> _Records_
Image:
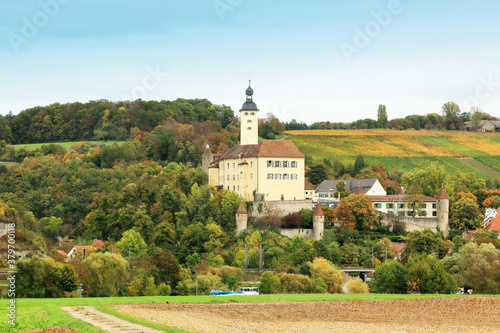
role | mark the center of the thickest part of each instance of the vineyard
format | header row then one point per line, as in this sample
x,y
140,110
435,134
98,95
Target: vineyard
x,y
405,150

...

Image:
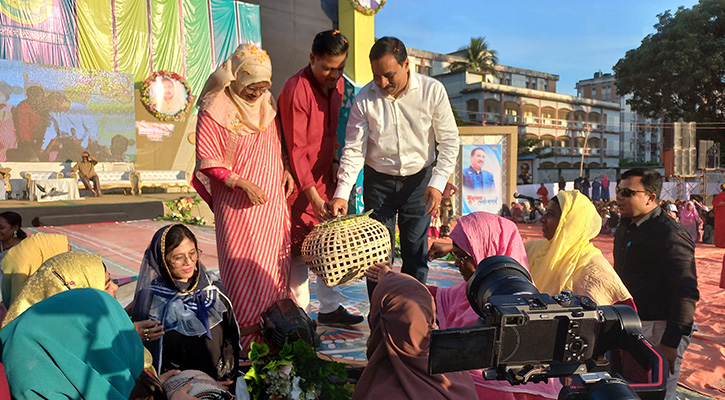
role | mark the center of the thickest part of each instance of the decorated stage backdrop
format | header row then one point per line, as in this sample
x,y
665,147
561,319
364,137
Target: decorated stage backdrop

> _Do this_
Identify each line of the records above that has the word "thickest" in it, and copy those lines in full.

> _Solution below_
role | mark the center of the thickest part of each instance of the vineyard
role | mark the center of the thickest part of each instance of the decorated stage backdrop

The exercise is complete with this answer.